In the records below, copy everything from the line containing "find the pink fabric" down through the end of the records, switching "plush" to "stuffed" and keeping all else unchanged.

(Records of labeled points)
..........

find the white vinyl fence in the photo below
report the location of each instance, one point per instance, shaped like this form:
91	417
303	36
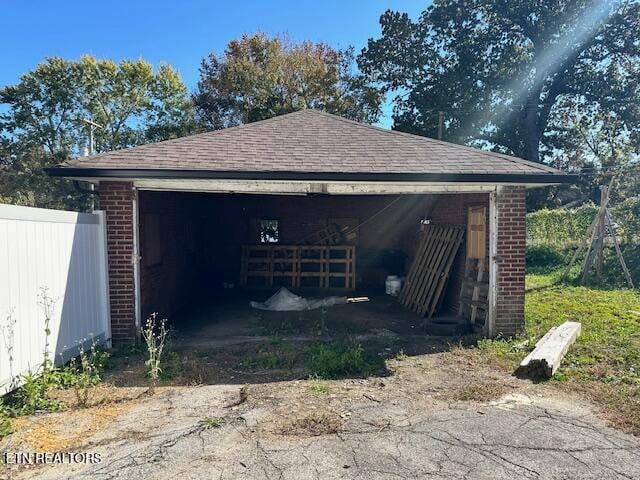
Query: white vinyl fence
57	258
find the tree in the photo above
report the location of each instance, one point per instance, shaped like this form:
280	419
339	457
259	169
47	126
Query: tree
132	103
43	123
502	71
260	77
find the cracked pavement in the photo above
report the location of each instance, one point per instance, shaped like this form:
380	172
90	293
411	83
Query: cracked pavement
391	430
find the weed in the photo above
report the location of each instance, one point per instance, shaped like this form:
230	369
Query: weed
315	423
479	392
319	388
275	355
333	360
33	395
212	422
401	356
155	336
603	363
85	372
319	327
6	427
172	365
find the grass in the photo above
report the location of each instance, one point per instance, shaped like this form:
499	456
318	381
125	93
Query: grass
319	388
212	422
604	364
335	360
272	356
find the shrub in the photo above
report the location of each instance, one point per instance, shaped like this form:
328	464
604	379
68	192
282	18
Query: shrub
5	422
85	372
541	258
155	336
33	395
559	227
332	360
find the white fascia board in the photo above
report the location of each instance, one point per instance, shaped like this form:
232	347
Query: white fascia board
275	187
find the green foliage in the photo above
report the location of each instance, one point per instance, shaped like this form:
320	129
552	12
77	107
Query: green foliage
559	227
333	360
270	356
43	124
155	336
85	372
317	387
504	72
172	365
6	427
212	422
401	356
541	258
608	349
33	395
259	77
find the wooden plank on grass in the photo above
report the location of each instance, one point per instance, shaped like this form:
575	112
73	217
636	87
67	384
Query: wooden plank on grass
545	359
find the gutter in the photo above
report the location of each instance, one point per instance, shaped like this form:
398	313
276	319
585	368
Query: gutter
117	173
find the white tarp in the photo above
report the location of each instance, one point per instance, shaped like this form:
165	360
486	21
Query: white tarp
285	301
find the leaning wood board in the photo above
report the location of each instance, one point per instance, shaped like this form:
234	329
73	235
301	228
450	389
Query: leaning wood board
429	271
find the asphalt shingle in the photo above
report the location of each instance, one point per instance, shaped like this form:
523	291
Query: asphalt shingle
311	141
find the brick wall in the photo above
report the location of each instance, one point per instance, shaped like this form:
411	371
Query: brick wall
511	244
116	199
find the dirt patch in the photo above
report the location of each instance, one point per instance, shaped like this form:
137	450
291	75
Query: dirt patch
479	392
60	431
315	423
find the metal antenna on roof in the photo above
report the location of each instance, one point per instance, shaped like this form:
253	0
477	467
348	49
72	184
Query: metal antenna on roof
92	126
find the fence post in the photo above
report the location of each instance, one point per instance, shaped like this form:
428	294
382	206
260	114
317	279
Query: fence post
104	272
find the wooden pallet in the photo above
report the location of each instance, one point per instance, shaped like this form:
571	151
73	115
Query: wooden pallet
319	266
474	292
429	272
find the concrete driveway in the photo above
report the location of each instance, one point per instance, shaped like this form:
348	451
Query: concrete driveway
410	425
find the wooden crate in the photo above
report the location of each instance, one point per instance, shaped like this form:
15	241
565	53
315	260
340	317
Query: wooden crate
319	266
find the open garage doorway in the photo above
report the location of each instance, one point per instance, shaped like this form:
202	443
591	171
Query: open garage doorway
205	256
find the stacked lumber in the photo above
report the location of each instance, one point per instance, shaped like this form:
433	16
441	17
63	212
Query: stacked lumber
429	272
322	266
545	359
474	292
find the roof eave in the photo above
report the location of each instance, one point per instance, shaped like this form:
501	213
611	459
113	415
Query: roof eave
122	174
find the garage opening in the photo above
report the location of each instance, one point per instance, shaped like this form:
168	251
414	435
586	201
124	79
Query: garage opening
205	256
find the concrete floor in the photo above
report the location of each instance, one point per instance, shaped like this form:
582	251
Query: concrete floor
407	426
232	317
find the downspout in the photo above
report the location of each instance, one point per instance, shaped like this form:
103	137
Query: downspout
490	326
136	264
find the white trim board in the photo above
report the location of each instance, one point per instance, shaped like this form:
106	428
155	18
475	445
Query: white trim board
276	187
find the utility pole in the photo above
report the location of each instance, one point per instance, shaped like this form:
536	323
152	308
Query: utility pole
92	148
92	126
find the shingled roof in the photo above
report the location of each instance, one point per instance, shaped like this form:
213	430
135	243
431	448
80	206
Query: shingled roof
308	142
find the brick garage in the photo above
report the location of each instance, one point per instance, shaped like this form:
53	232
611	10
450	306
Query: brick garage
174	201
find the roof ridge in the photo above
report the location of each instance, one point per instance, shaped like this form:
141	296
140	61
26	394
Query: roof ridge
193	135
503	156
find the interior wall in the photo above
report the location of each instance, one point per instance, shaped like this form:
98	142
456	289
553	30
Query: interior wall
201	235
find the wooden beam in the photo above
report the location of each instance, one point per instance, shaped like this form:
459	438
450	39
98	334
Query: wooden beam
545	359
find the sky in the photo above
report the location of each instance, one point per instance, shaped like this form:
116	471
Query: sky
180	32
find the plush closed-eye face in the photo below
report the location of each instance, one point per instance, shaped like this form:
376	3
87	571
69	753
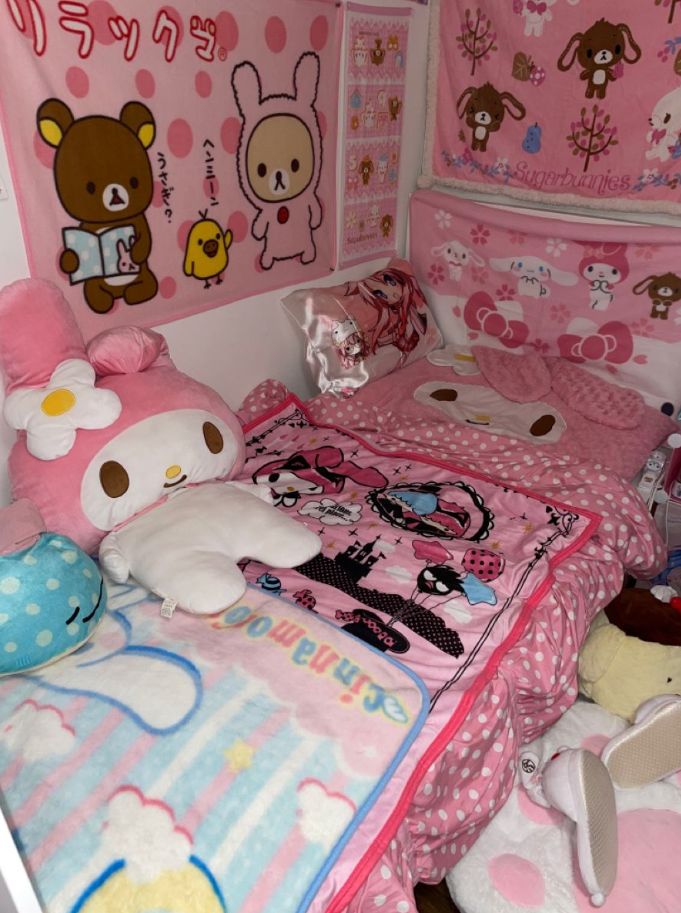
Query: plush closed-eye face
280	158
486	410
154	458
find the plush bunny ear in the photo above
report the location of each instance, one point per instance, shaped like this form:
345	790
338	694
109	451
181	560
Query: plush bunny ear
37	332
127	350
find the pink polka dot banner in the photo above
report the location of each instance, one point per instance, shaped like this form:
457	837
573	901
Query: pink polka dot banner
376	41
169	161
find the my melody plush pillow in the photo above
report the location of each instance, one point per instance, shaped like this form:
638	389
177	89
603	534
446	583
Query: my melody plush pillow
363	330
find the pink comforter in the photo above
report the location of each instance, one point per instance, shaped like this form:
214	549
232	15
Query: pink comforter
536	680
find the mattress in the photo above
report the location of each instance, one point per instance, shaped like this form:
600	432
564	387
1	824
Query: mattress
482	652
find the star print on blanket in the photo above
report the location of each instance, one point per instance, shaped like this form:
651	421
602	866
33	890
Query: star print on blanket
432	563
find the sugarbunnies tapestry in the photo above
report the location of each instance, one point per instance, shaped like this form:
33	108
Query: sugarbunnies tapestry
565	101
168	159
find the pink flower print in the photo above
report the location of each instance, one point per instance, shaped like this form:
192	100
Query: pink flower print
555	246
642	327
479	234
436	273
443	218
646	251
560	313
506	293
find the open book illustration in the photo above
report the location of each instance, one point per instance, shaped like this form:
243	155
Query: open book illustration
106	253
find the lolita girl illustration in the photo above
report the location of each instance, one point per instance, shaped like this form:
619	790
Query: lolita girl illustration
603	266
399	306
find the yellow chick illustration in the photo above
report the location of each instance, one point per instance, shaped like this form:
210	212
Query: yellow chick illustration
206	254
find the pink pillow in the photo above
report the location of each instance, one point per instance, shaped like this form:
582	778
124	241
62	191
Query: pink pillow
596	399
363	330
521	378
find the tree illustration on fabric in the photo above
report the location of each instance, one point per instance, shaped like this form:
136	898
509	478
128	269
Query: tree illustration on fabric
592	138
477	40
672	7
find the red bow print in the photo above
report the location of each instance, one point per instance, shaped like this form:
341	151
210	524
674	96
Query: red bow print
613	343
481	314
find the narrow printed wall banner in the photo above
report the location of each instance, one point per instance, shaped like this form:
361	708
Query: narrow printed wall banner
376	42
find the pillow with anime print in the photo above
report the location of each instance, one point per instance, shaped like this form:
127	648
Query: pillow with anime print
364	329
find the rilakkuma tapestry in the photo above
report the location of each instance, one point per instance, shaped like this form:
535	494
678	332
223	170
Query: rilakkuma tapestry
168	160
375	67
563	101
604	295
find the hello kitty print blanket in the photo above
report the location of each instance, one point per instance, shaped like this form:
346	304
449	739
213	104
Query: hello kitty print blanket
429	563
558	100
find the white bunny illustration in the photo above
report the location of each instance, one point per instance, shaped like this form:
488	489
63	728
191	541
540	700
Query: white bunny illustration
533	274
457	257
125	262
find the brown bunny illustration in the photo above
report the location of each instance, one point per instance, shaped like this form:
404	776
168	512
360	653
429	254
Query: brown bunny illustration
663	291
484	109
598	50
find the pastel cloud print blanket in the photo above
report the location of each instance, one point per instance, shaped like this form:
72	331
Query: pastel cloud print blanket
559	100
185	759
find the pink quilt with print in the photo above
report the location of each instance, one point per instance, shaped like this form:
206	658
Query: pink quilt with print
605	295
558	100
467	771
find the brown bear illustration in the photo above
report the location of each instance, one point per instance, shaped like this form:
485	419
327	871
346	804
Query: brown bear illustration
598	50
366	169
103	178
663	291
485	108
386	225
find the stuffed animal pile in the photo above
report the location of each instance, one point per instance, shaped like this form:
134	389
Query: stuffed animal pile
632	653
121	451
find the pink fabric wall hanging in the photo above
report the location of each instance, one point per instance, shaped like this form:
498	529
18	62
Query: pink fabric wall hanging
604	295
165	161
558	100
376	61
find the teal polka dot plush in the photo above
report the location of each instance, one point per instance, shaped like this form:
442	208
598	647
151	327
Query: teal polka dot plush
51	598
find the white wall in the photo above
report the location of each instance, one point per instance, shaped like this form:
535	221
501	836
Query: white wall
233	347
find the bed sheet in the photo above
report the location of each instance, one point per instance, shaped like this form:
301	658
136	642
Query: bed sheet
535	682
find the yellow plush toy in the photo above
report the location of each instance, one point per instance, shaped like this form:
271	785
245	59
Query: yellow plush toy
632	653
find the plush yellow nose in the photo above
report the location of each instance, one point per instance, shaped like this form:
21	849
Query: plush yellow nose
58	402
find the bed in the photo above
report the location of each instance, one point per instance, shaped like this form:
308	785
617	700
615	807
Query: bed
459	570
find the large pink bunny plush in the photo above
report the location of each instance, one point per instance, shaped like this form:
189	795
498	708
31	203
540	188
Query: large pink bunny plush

..........

* _FULL ANSWER_
find the pink fabric wall hanging in the photo above
report the location of each instance, one point per instance, shaped like this form:
498	529
18	62
Query: pink fabric wall hanging
604	295
165	161
558	100
376	61
find the teal polka dot stuffed in the photo above
report the location of each instance, one point per instance, shaped like this form:
442	208
598	647
151	327
Query: teal polka dot stuffed
51	598
find the white wall in the photo above
report the location of each instance, one point per instance, shaped like this form:
535	221
501	836
Query: white wall
233	347
find the bed sheet in the photo above
report the location of each instance, one point per instance, shaped like this form:
301	658
136	642
Query: bed sheet
535	682
find the yellow stuffed toy in the photo above
report the location of each instance, one point per instance, shaped like this form:
271	785
245	59
Query: yellow stuffed toy
632	653
find the stuffed yellow nose in the photo above
report the location of each instance, one point per instance, shaped like this form:
21	849
Query: stuffed yellow nose
58	402
find the bed in the photo above
report the location of each instance, one point per instance, shaped like this form:
308	785
617	700
615	807
Query: bed
459	570
find the large pink bunny stuffed in the photo above
report the location of each instance, one point per instance, shaped like this form:
189	795
498	708
31	203
540	188
Query: large pink bunny stuffed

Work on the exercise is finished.